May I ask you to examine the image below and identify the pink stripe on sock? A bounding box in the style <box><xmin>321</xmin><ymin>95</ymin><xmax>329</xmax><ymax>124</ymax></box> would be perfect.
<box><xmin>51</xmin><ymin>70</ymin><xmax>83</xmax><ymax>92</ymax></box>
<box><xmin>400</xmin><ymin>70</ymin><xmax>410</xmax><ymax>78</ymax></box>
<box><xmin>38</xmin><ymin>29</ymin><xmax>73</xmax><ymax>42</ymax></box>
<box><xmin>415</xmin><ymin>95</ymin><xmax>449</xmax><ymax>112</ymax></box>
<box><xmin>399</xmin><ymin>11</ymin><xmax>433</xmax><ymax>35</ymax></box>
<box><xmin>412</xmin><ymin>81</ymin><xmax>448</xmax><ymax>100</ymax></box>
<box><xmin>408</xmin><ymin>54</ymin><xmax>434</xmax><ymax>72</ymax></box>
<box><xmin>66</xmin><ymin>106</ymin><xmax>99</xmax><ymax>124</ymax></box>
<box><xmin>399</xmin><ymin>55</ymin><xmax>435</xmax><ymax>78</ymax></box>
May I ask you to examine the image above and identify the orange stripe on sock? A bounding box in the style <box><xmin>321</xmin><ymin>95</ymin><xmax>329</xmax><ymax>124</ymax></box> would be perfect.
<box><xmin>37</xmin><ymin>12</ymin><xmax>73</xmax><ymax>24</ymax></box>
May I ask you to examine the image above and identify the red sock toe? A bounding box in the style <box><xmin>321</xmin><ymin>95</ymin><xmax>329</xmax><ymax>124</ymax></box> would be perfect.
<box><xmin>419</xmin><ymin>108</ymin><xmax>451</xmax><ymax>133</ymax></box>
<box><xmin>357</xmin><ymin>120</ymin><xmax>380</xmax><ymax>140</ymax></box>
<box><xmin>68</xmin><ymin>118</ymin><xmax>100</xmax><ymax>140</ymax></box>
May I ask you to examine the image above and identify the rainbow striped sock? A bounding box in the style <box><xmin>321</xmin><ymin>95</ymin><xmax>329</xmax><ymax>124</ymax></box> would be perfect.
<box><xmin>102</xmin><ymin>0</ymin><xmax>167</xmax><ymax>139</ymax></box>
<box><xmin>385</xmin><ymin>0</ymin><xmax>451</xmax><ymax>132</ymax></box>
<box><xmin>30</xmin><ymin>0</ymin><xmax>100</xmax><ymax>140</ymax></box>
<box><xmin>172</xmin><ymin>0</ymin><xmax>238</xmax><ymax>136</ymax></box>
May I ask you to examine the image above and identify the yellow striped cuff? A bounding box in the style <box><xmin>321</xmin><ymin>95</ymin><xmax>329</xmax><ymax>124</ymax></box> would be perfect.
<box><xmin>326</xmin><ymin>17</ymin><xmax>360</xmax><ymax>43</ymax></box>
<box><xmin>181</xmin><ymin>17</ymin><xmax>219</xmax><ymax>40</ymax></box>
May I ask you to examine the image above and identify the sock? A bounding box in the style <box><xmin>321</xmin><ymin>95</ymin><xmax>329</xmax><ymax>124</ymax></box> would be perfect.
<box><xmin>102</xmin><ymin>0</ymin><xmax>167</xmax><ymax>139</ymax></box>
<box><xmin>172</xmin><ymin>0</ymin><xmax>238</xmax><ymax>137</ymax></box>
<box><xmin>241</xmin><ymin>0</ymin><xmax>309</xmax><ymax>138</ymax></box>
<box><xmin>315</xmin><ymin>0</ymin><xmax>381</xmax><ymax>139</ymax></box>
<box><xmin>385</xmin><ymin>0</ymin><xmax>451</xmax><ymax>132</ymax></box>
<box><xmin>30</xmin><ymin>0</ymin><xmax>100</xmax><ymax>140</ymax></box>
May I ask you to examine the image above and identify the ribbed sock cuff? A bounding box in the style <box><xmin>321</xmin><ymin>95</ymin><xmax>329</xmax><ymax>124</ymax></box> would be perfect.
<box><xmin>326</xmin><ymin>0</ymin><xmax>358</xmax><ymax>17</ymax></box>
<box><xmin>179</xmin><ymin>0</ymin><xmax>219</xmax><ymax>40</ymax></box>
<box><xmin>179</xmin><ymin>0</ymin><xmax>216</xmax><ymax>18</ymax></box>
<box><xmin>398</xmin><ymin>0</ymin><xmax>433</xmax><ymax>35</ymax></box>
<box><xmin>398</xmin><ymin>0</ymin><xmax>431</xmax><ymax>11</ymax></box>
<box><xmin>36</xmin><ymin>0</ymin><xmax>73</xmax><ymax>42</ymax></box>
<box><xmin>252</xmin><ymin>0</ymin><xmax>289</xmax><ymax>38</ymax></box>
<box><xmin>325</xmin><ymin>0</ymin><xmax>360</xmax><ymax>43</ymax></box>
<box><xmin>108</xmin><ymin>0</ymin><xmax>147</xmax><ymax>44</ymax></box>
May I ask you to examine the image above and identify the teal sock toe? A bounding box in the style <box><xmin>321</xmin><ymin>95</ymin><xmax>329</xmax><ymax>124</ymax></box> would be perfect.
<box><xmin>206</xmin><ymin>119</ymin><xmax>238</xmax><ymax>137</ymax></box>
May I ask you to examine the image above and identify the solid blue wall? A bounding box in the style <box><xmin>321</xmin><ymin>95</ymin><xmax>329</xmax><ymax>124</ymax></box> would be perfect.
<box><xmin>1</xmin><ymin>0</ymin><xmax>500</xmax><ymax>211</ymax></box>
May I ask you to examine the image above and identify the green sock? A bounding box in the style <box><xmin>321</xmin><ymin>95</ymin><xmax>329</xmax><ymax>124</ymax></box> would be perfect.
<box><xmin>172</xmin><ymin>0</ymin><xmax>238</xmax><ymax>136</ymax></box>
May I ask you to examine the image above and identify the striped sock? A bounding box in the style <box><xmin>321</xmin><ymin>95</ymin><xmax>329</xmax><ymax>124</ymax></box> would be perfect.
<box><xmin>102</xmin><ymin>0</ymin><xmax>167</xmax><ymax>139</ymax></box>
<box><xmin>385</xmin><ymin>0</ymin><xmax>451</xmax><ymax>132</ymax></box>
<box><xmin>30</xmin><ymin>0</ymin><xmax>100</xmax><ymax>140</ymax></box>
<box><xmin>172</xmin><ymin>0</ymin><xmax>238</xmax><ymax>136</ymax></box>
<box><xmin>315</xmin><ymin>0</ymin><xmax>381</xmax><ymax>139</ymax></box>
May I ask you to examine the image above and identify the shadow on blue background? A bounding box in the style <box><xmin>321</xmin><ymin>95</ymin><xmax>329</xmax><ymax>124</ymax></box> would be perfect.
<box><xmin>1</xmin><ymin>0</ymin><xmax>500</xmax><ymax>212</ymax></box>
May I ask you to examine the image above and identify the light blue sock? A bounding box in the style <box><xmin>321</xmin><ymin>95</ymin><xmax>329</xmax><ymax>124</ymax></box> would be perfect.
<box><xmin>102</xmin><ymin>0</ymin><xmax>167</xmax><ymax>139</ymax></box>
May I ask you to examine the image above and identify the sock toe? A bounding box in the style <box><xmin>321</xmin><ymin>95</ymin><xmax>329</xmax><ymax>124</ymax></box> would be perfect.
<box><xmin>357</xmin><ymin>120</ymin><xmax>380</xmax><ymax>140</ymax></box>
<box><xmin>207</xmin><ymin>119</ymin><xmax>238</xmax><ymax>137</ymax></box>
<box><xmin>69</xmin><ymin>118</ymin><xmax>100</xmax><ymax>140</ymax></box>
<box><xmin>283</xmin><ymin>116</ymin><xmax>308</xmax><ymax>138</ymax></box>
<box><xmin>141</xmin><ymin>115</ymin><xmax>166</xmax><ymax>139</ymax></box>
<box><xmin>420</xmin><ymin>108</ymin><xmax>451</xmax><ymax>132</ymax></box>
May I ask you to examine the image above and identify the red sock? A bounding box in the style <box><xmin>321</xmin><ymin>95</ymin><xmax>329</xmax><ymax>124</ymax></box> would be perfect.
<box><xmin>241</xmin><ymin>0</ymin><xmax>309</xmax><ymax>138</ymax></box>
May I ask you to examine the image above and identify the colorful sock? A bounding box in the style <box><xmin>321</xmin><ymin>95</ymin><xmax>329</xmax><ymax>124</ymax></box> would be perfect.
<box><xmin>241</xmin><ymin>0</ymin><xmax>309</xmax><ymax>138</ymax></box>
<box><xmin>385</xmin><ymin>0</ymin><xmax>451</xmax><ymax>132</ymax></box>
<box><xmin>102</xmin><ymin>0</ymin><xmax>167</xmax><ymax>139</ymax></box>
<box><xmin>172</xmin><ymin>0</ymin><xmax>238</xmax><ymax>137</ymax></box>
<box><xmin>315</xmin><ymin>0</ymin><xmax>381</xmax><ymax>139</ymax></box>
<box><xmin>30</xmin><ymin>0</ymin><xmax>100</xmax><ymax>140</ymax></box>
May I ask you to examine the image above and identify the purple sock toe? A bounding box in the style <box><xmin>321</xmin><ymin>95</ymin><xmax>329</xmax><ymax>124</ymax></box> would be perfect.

» Activity
The result should be the lines from the line with "the red sock?" to the last line of the material, returned exactly and without any other line.

» Problem solution
May I ask you to examine the image above and identify the red sock? A bounding box in the style <box><xmin>321</xmin><ymin>95</ymin><xmax>329</xmax><ymax>124</ymax></box> would be perfect.
<box><xmin>241</xmin><ymin>0</ymin><xmax>309</xmax><ymax>138</ymax></box>
May I ask you to examine the image above and identify the colorful sock? A bounding box in the style <box><xmin>321</xmin><ymin>95</ymin><xmax>329</xmax><ymax>124</ymax></box> would be perfect.
<box><xmin>241</xmin><ymin>0</ymin><xmax>309</xmax><ymax>138</ymax></box>
<box><xmin>385</xmin><ymin>0</ymin><xmax>451</xmax><ymax>132</ymax></box>
<box><xmin>102</xmin><ymin>0</ymin><xmax>167</xmax><ymax>139</ymax></box>
<box><xmin>172</xmin><ymin>0</ymin><xmax>238</xmax><ymax>137</ymax></box>
<box><xmin>315</xmin><ymin>0</ymin><xmax>381</xmax><ymax>139</ymax></box>
<box><xmin>30</xmin><ymin>0</ymin><xmax>100</xmax><ymax>140</ymax></box>
May I ask you to examine the image above and identify the purple sock toe? A bounding box in the style <box><xmin>321</xmin><ymin>95</ymin><xmax>329</xmax><ymax>124</ymax></box> would be perfect.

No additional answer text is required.